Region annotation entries
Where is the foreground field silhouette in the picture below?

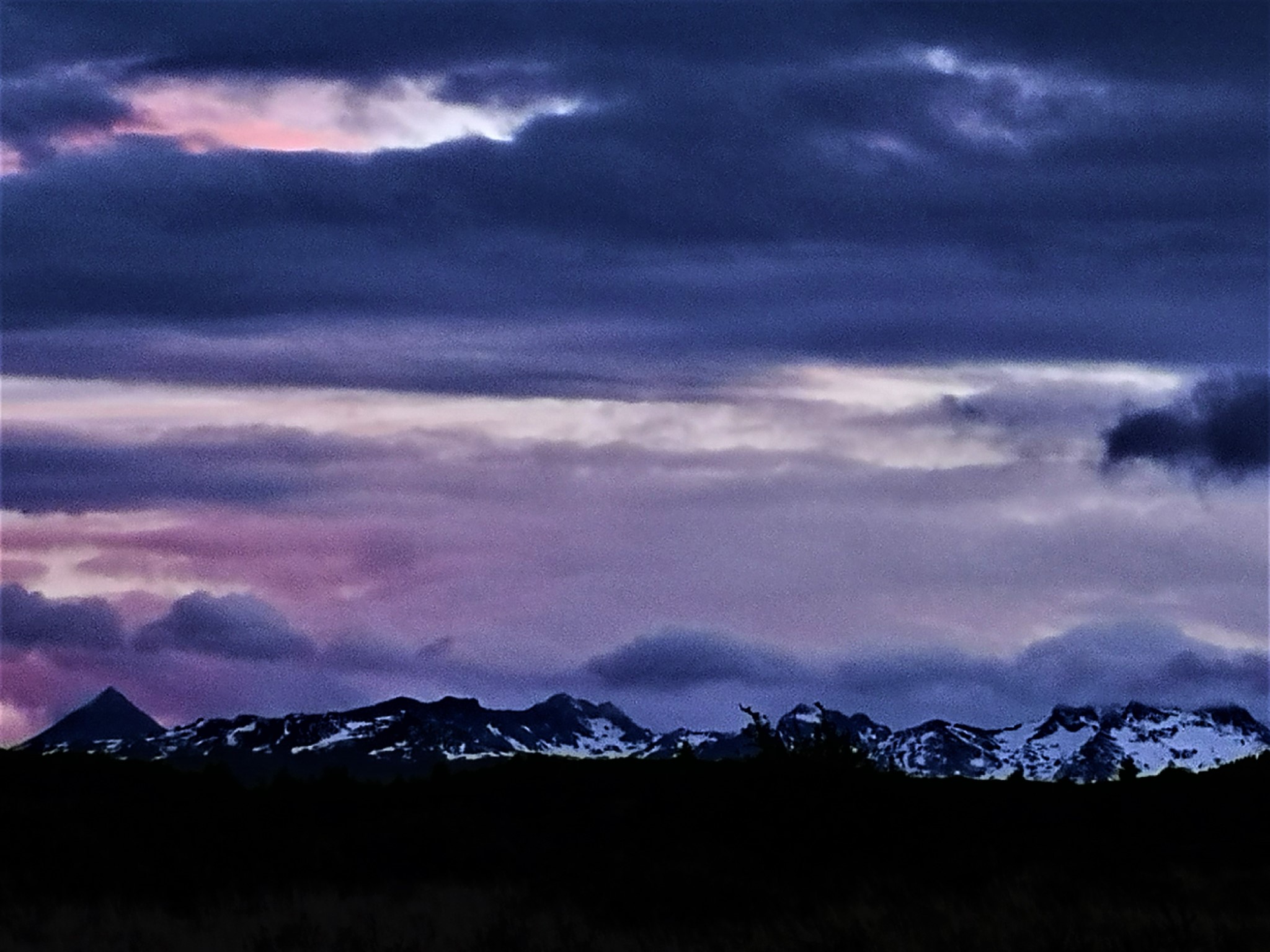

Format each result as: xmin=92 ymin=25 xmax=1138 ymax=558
xmin=0 ymin=751 xmax=1270 ymax=952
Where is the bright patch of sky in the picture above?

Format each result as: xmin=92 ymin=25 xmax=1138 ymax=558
xmin=50 ymin=76 xmax=580 ymax=154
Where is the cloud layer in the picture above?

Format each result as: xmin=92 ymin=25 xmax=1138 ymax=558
xmin=1103 ymin=374 xmax=1270 ymax=480
xmin=0 ymin=4 xmax=1268 ymax=392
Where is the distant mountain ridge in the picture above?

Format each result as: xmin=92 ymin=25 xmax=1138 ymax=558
xmin=19 ymin=688 xmax=165 ymax=750
xmin=12 ymin=688 xmax=1270 ymax=782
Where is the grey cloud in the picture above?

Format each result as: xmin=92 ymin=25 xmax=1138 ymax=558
xmin=0 ymin=70 xmax=132 ymax=162
xmin=4 ymin=4 xmax=1266 ymax=381
xmin=1103 ymin=374 xmax=1270 ymax=480
xmin=0 ymin=428 xmax=381 ymax=513
xmin=133 ymin=591 xmax=314 ymax=661
xmin=587 ymin=630 xmax=799 ymax=690
xmin=584 ymin=620 xmax=1270 ymax=728
xmin=830 ymin=620 xmax=1270 ymax=726
xmin=0 ymin=583 xmax=123 ymax=651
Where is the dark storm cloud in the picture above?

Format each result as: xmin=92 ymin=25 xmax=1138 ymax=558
xmin=0 ymin=583 xmax=123 ymax=651
xmin=0 ymin=71 xmax=132 ymax=162
xmin=0 ymin=428 xmax=380 ymax=513
xmin=587 ymin=631 xmax=799 ymax=690
xmin=585 ymin=622 xmax=1270 ymax=726
xmin=2 ymin=4 xmax=1266 ymax=390
xmin=133 ymin=591 xmax=314 ymax=661
xmin=830 ymin=622 xmax=1270 ymax=720
xmin=1103 ymin=374 xmax=1270 ymax=480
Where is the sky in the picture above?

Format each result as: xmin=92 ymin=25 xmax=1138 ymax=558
xmin=0 ymin=0 xmax=1270 ymax=744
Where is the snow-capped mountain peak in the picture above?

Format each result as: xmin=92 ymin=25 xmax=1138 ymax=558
xmin=23 ymin=692 xmax=1270 ymax=782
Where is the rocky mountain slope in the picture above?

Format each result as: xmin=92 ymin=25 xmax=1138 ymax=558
xmin=20 ymin=689 xmax=1270 ymax=782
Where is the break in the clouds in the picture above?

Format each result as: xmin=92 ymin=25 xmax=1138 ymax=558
xmin=0 ymin=0 xmax=1270 ymax=746
xmin=1103 ymin=374 xmax=1270 ymax=480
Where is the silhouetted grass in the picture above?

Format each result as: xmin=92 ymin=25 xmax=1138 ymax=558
xmin=0 ymin=752 xmax=1270 ymax=952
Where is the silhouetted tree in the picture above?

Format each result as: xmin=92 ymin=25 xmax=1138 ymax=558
xmin=740 ymin=705 xmax=790 ymax=759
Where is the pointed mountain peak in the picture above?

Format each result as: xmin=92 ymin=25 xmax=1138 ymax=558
xmin=19 ymin=688 xmax=164 ymax=750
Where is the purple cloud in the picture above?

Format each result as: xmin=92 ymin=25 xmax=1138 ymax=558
xmin=133 ymin=591 xmax=314 ymax=661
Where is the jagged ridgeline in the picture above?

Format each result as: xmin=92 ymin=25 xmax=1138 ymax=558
xmin=12 ymin=688 xmax=1270 ymax=782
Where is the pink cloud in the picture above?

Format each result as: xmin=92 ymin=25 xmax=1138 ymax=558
xmin=0 ymin=556 xmax=48 ymax=586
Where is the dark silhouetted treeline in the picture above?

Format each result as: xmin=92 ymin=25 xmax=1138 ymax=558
xmin=0 ymin=751 xmax=1270 ymax=952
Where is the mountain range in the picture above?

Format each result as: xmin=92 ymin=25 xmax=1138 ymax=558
xmin=18 ymin=688 xmax=1270 ymax=782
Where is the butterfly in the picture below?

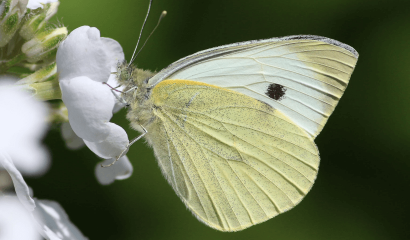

* [Aim of the task]:
Reproduce the lines from the one containing "Where is the jagged" up to and including the one containing "xmin=0 ymin=556 xmax=48 ymax=586", requests included. Scale every bounding-box coordinate in the answers by 0.45 and round to whole numbers with halves rounded up, leaving the format samples unchanged.

* [Answer to the task]:
Where is the jagged ridgeline in the picture above?

Format each result as: xmin=92 ymin=25 xmax=1138 ymax=558
xmin=5 ymin=310 xmax=572 ymax=352
Where is the pink cloud in the picture above?

Format each result as: xmin=92 ymin=25 xmax=1138 ymax=558
xmin=0 ymin=250 xmax=22 ymax=264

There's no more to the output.